Reproduce every row below, swapping each occurrence of "What to find" for "Target" and leaving everything else unchanged.

Rows of box annotation data:

━━━━━━━━

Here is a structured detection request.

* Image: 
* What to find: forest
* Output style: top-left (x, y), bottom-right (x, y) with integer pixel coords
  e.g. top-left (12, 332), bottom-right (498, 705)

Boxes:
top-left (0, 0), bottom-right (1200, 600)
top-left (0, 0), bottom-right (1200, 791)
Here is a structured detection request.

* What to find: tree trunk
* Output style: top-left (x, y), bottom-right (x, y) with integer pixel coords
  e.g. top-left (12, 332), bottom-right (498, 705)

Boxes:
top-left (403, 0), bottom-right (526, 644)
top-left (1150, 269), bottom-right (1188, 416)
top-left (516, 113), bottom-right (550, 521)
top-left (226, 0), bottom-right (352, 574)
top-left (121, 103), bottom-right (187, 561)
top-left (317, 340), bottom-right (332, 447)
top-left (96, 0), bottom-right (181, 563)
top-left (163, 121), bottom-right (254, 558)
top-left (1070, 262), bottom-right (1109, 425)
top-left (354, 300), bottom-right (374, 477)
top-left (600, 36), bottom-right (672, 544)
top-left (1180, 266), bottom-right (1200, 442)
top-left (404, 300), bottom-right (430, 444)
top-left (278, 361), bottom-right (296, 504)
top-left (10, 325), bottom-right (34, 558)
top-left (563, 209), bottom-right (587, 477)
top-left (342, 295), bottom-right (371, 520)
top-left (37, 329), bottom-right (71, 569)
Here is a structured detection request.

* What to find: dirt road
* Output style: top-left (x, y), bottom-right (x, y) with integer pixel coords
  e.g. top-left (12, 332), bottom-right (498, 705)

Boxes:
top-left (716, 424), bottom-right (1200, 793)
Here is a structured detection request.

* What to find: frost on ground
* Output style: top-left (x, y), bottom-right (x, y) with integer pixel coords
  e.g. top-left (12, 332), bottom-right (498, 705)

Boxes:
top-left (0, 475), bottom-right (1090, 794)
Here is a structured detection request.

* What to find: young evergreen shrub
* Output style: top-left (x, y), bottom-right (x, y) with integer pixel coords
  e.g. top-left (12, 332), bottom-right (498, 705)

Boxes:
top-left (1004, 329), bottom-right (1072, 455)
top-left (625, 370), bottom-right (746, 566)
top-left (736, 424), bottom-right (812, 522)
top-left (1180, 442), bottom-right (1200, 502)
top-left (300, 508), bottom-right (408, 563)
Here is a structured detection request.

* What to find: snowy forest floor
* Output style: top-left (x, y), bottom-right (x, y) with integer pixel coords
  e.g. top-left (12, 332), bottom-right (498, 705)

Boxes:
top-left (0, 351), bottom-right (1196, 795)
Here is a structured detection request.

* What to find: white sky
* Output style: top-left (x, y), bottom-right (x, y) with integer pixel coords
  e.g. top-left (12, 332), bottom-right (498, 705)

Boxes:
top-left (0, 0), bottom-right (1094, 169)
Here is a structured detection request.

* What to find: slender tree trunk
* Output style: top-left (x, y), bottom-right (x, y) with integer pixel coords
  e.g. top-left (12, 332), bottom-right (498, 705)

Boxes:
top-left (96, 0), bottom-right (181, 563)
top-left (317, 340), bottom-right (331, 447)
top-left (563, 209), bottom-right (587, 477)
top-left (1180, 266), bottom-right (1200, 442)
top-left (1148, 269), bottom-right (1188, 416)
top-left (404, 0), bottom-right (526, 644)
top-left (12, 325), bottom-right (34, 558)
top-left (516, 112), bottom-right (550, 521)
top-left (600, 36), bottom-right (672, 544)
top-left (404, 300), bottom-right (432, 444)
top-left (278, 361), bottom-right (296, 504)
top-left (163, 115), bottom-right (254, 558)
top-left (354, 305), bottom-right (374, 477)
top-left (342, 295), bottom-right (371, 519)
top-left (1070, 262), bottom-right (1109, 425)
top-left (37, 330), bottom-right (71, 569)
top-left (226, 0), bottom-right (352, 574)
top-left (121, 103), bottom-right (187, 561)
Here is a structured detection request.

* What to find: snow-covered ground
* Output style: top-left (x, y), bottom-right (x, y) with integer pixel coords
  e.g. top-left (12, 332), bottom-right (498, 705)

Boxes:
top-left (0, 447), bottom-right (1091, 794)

━━━━━━━━

Result:
Here is a structured detection request.

* Image: 
* Target: forest
* Output style: top-left (x, y), bottom-right (x, y) with integer pixel coords
  e.g. top-left (12, 332), bottom-right (498, 705)

Boxes:
top-left (0, 0), bottom-right (1200, 600)
top-left (0, 0), bottom-right (1200, 791)
Here is a structured detection request.

* Target: tree trunk
* Output style: top-left (x, y), bottom-right (x, y) with integer pixel coords
  e.g. top-left (12, 332), bottom-right (498, 705)

Boxes:
top-left (403, 0), bottom-right (526, 644)
top-left (1150, 269), bottom-right (1188, 416)
top-left (516, 113), bottom-right (550, 521)
top-left (226, 0), bottom-right (352, 574)
top-left (121, 103), bottom-right (187, 561)
top-left (317, 340), bottom-right (332, 447)
top-left (96, 0), bottom-right (181, 563)
top-left (163, 121), bottom-right (254, 558)
top-left (1070, 262), bottom-right (1109, 425)
top-left (354, 300), bottom-right (374, 477)
top-left (600, 36), bottom-right (672, 544)
top-left (1180, 266), bottom-right (1200, 442)
top-left (404, 300), bottom-right (430, 444)
top-left (278, 361), bottom-right (296, 504)
top-left (10, 325), bottom-right (34, 558)
top-left (563, 209), bottom-right (587, 477)
top-left (342, 295), bottom-right (371, 520)
top-left (37, 329), bottom-right (71, 569)
Here is a structured detection request.

* Target: dirt road
* Output style: top-left (x, y), bottom-right (x, y) with integer pixel coords
  e.g. top-left (12, 332), bottom-right (498, 705)

Boxes:
top-left (716, 424), bottom-right (1200, 793)
Here is a structured detection request.

* Target: frost on ground
* Output style: top-left (x, y), bottom-right (x, y) with integer pixel coords
  e.g. top-left (12, 332), bottom-right (498, 705)

Boxes:
top-left (0, 475), bottom-right (1090, 794)
Here is a structured detection request.

* Target: young evergreen shrub
* Output style: top-left (x, y), bottom-right (x, y) with integer pixel coords
  e.g. top-left (12, 332), bottom-right (498, 705)

Boxes:
top-left (1004, 329), bottom-right (1072, 455)
top-left (625, 370), bottom-right (746, 566)
top-left (736, 424), bottom-right (812, 522)
top-left (1180, 442), bottom-right (1200, 502)
top-left (300, 508), bottom-right (408, 563)
Here is a structured detection request.

* Target: snowy forest floor
* Output style: top-left (x, y), bottom-right (x, y) with integer pixel coords
  e.g. top-left (12, 332), bottom-right (498, 705)

Boxes:
top-left (0, 351), bottom-right (1196, 795)
Here is a structured detection request.

* Target: white sky
* Output style: top-left (x, y), bottom-right (x, y) with integer pixel coords
  e.g. top-left (12, 332), bottom-right (498, 705)

Boxes:
top-left (0, 0), bottom-right (1094, 169)
Here is a structured detection request.

* Target: slender tree trunk
* Output style: top-left (x, y), bottom-right (x, y) with integer pixel coords
  e.g. top-left (12, 332), bottom-right (498, 705)

Boxes:
top-left (96, 0), bottom-right (181, 563)
top-left (317, 340), bottom-right (331, 447)
top-left (563, 209), bottom-right (587, 477)
top-left (1180, 266), bottom-right (1200, 442)
top-left (1148, 269), bottom-right (1188, 416)
top-left (404, 0), bottom-right (526, 644)
top-left (12, 325), bottom-right (34, 558)
top-left (516, 112), bottom-right (550, 521)
top-left (600, 36), bottom-right (672, 544)
top-left (404, 300), bottom-right (432, 444)
top-left (278, 361), bottom-right (296, 504)
top-left (163, 115), bottom-right (254, 558)
top-left (354, 305), bottom-right (374, 477)
top-left (342, 295), bottom-right (371, 519)
top-left (1070, 262), bottom-right (1109, 425)
top-left (37, 330), bottom-right (71, 569)
top-left (226, 0), bottom-right (352, 574)
top-left (121, 103), bottom-right (187, 561)
Here is a structured detection request.

* Target: snow-covered ground
* Output style: top-left (x, y), bottom-right (x, y) with integer pixel coords
  e.g. top-left (12, 332), bottom-right (498, 705)

Boxes:
top-left (0, 447), bottom-right (1091, 794)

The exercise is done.